問題 1 »
バクテリアセルロース培地の文章について答えてください。
(a) 第一廃棄物の要件とされている二つの点は何ですか？
(b) オカラはどの過程で発生する廃棄物とされていますか？
(c) 第二廃棄物が良好な窒素源とならない場合、何を併用すれば良好なバクテリアセルロース生産が得られるとされていますか？
問題 2 » バクテリアセルロース培地の文章を、最後の文の後から書き進めてください。

提示文 »
本発明のバクテリアセルロース製造用培地は、原料として、酵素糖化可能でかつ窒素源ともなる植物性廃棄物(第一廃棄物)を用いること、あるいは第一廃棄物に加えて、別の酵素糖化可能な植物性廃棄物(第二廃棄物)も用いることを、基本的な構成とする。
【0018】
第一廃棄物は、酵素糖化可能であること、および窒素源となることが要件であり、豆腐・豆乳製造過程において発生する廃棄物であるオカラを、好適に用いることができる。第一廃棄物は酵素処理によって糖化するものであるため、糖質源と窒素源を兼ね、それ単独でバクテリアセルロースの培地原料として用いることもできる。なお、本発明の第一廃棄物としてはその他、たとえばゴマ・ナタネ・ベニバナ・ヒマワリといった油糧種子の搾油残渣等も窒素源となるため、要件を満たす。
【0019】
第二廃棄物は、酵素糖化可能であることが要件である。第二廃棄物が良好な窒素源とならない場合でも、上記第一廃棄物を併用することによって、セルロース生産菌による良好なバクテリアセルロース生産が得られ、かつ廃棄物利用によって安価な培地とすることができる。

[抽出された記録]

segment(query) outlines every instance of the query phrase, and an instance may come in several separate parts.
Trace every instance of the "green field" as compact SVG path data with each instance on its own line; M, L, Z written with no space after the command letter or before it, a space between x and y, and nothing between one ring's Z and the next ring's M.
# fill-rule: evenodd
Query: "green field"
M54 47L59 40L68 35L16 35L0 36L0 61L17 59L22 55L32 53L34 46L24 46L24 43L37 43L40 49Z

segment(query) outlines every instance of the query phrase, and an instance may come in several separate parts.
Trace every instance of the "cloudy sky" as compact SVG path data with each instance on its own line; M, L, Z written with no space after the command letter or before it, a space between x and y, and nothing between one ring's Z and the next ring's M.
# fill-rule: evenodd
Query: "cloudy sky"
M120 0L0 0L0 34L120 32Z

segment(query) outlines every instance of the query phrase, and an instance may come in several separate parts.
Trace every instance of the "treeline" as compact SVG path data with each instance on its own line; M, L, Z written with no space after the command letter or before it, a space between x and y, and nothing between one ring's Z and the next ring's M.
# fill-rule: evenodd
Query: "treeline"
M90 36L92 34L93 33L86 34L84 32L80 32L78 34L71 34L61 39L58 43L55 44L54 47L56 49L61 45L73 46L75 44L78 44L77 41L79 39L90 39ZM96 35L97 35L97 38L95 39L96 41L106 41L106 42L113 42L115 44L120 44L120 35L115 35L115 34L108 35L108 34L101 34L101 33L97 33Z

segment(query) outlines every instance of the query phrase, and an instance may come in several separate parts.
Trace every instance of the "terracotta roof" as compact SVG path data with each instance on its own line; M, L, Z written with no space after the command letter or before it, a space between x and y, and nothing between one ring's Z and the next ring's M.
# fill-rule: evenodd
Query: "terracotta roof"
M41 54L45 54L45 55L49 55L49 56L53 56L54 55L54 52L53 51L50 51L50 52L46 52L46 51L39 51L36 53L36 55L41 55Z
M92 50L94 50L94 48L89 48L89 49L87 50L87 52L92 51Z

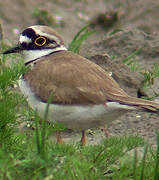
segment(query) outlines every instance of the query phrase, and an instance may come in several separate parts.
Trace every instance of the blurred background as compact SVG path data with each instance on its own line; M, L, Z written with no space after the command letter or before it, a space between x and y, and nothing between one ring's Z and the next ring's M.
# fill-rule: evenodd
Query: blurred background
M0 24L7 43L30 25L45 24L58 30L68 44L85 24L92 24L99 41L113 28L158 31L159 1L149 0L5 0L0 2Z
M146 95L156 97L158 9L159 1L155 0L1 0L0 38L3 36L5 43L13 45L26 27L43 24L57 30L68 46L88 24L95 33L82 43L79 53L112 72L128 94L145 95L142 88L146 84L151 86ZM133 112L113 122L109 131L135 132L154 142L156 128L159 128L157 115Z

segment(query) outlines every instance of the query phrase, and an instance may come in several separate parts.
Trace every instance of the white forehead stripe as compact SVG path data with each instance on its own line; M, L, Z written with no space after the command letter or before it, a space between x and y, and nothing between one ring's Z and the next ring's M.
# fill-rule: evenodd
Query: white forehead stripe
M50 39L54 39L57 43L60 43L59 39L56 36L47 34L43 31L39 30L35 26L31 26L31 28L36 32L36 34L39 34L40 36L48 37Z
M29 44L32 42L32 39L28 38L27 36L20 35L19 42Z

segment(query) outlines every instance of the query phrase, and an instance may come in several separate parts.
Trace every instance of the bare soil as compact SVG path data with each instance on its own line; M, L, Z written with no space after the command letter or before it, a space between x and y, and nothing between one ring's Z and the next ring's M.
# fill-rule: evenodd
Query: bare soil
...
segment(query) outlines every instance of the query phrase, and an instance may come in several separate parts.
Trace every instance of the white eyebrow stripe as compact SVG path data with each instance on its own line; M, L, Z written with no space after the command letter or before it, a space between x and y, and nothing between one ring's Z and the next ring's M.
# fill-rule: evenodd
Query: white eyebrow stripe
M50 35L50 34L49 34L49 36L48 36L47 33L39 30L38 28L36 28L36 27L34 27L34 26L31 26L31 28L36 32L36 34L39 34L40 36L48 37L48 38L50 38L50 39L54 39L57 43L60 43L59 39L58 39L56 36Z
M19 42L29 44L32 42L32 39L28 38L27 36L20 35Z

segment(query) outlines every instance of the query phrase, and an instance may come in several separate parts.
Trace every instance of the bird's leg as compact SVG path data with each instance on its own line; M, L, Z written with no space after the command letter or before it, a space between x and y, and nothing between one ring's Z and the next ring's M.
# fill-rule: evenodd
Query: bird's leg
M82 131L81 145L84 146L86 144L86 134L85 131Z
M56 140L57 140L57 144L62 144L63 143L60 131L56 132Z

最終解答 1 »
(a) 酵素糖化可能であること、および窒素源となること
(b) 豆腐・豆乳製造過程
(c) 第一廃棄物

最終解答 2 »
【0020】
第二廃棄物としては、たとえばリンゴ搾汁残渣を好適に用いることができる。上述の通り、リンゴ搾汁残渣単独では生育良好なバクテリアセルロース製造用培地を得ることは困難であるが、窒素源たり得る第一廃棄物と併せ用いることによって、リンゴ搾汁残渣を培地原料として利用することが充分に可能である。なお、本発明の第二廃棄物としてはリンゴ搾汁残渣の他、広く植物体可食部からの搾汁残渣や、その他の植物性の廃棄物も該当する。つまり、酵素糖化可能な、換言すれば糖質源となり得る廃棄物であれば、食品加工過程から産出するものも、食品加工以外の加工過程から産出するものも、あるいは生産時・収穫時・出荷時等加工以外の過程から産出するものも、本発明の第二廃棄物に該当する。
【0021】
ここで植物体可食部とは、果実・野菜・穀類・豆類・山菜類その他食用になる植物体における可食部をいう。特に果実では、リンゴ・ナシ・モモ・ブドウ・ミカン・ナツミカン・その他柑橘類・セイヨウナシ・カキ・クリ・オウトウ・ウメ・バナナ・パインアップル・ブルーベリー・カシス・キウイフルーツその他の果実、また野菜では、イチゴ・スイカ・メロン等の果実的野菜、トマト・カボチャ・エダマメ・スイートコーン等の果菜類、ホウレンソウ・ニンニク・タマネギ等の葉茎菜類、ニンジン・ビート・ゴボウ・ナガイモ・その他のヤマノイモ属・ヤーコン等の根菜類、ショウガ等の香辛野菜、等における各可食部をいう。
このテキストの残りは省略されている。